Recast each line of the listing below as a JSON array of strings, with one string per line and blank lines left out.

▶

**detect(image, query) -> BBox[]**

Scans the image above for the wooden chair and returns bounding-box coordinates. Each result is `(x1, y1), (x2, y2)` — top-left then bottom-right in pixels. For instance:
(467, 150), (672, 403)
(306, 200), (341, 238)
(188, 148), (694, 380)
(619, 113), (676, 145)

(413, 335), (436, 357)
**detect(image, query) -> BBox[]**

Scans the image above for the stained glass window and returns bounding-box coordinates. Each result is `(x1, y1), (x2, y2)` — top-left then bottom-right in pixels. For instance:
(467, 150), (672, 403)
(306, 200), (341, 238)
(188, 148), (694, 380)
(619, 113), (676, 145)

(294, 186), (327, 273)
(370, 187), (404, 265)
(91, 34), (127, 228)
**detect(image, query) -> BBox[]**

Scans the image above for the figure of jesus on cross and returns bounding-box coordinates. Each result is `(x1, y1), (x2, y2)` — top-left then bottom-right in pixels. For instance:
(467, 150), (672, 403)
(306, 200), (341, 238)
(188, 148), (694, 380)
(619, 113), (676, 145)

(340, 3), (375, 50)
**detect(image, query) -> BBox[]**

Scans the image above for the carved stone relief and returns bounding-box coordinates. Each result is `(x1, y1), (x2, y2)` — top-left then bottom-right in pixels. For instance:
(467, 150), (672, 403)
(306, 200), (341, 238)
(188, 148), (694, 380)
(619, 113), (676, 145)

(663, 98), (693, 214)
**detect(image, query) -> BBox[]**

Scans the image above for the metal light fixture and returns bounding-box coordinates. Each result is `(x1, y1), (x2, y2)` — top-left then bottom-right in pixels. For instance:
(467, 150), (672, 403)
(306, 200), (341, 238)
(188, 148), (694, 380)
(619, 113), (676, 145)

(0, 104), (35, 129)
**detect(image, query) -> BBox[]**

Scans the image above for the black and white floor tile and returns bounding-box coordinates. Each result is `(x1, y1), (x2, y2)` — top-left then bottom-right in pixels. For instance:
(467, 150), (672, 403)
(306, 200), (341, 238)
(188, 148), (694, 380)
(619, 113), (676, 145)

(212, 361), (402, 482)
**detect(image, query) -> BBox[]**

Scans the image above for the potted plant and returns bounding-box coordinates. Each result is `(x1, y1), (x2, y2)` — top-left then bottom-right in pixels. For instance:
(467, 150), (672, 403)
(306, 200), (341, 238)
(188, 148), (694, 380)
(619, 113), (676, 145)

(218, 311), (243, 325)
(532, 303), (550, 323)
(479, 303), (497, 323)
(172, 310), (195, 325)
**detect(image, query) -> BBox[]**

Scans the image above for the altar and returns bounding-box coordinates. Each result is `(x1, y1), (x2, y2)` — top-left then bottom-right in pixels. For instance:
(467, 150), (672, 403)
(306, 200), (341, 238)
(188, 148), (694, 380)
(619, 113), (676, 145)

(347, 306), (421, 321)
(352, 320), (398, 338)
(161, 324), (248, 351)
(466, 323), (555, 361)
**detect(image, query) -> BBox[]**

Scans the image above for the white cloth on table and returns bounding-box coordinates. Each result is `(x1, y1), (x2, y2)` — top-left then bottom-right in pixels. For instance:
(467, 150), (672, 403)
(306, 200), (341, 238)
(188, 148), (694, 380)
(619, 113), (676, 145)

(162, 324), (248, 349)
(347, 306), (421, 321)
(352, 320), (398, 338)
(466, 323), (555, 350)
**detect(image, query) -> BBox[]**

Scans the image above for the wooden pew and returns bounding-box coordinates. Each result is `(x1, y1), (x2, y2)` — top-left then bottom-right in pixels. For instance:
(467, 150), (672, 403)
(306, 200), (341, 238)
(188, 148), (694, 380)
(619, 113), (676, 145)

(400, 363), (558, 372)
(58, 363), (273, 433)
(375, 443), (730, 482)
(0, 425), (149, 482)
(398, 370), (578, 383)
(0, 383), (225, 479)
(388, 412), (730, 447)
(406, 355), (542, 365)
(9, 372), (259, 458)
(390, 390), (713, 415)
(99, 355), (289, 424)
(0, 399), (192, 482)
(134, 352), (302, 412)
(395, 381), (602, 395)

◀

### Output below
[
  "**detect(image, query) -> BBox[]**",
  "Scans the image above for the wooden chair and returns bounding-box coordinates. Each result is `(x1, y1), (x2, y2)` — top-left then bottom-right in pixels. For instance:",
  "(467, 150), (672, 403)",
  "(306, 200), (341, 238)",
  "(188, 148), (694, 380)",
  "(619, 113), (676, 145)",
  "(413, 335), (436, 357)",
  "**detect(image, query) -> BBox[]**",
  "Scans the image above for the stained glass window and returns bounding-box coordinates. Each result is `(x1, y1), (x2, y2)` — top-left then bottom-right in pixels. For instance:",
  "(467, 150), (672, 403)",
  "(306, 200), (341, 238)",
  "(188, 148), (694, 380)",
  "(619, 113), (676, 145)",
  "(294, 186), (327, 273)",
  "(370, 187), (404, 265)",
  "(91, 34), (127, 228)",
  "**detect(image, query) -> BBox[]**",
  "Scans the image above for the figure of jesus on cross and returns bounding-box coordinates. Each result is `(x1, y1), (x2, y2)` — top-left then bottom-right in pixels. For instance:",
  "(467, 150), (672, 403)",
  "(306, 200), (341, 238)",
  "(188, 148), (694, 380)",
  "(619, 113), (676, 145)",
  "(340, 3), (375, 50)",
  "**detect(image, query) -> BBox[]**",
  "Scans the image above for the carved stone relief and returns bounding-box coordinates. Each result is `(x1, y1), (x2, y2)` — top-left then bottom-right in pixels. For instance:",
  "(467, 150), (672, 403)",
  "(306, 200), (341, 238)",
  "(188, 148), (694, 380)",
  "(619, 113), (676, 145)",
  "(663, 98), (693, 214)",
  "**detect(image, query) -> BBox[]**",
  "Scans the image above for the metal light fixture and returns bounding-box coordinates. Each result is `(x1, y1), (x2, y2)` — top-left then bottom-right in pixels. For instance:",
  "(467, 150), (672, 403)",
  "(306, 200), (341, 238)",
  "(188, 148), (694, 380)",
  "(619, 113), (676, 145)",
  "(0, 104), (35, 129)",
  "**detect(image, query) -> BBox[]**",
  "Scans the image above for the black and white floor tile and returns bounding-box coordinates. Each result is `(x1, y1), (x2, y2)` — top-left then bottom-right in pixels. For instance:",
  "(467, 150), (672, 403)",
  "(306, 200), (341, 238)",
  "(188, 148), (694, 380)",
  "(619, 113), (676, 145)",
  "(212, 361), (402, 482)",
  "**detect(image, query) -> BBox[]**",
  "Scans the image above for the potted plant and returns bounding-box coordinates. Each result is `(x1, y1), (x2, y2)` — top-left then bottom-right in pixels. For instance:",
  "(467, 150), (672, 403)",
  "(306, 200), (341, 238)",
  "(188, 148), (694, 380)",
  "(619, 113), (676, 145)",
  "(218, 311), (243, 325)",
  "(532, 303), (550, 323)",
  "(479, 303), (497, 323)",
  "(172, 310), (195, 325)",
  "**detect(image, query) -> BBox[]**",
  "Scans the image above for the altar and returns bounding-box coordinates. Each result is `(x1, y1), (x2, y2)` — top-left then bottom-right in pixels. For instance:",
  "(467, 150), (672, 403)",
  "(306, 200), (341, 238)",
  "(188, 148), (694, 380)",
  "(619, 113), (676, 145)",
  "(347, 306), (421, 321)",
  "(352, 320), (398, 338)",
  "(161, 324), (248, 351)",
  "(466, 323), (555, 361)",
  "**detect(image, query) -> BBox[]**",
  "Scans the image above for the white cloth on table and returns bounding-box coordinates. Each result is `(x1, y1), (x2, y2)` — top-left then bottom-right in pixels. For instance:",
  "(467, 150), (672, 403)",
  "(306, 200), (341, 238)",
  "(188, 148), (694, 380)",
  "(619, 113), (676, 145)",
  "(162, 324), (248, 349)",
  "(347, 306), (421, 321)",
  "(352, 320), (398, 338)",
  "(466, 323), (555, 350)",
  "**detect(image, query) -> BBox[]**",
  "Scans the image above for the wooden pew and returns bounding-box coordinates. Each result is `(x1, y1), (x2, y2)` — top-left then bottom-right in pixels. For instance:",
  "(467, 150), (672, 403)",
  "(306, 200), (341, 238)",
  "(188, 148), (694, 380)",
  "(619, 113), (676, 145)",
  "(400, 363), (558, 372)",
  "(58, 363), (273, 433)",
  "(375, 443), (730, 482)",
  "(0, 425), (149, 482)",
  "(398, 370), (578, 383)",
  "(0, 383), (225, 479)",
  "(388, 412), (730, 447)",
  "(406, 355), (542, 365)",
  "(9, 372), (259, 458)",
  "(390, 390), (713, 415)",
  "(99, 355), (289, 424)",
  "(0, 399), (192, 482)",
  "(134, 352), (302, 412)",
  "(395, 381), (602, 395)"
]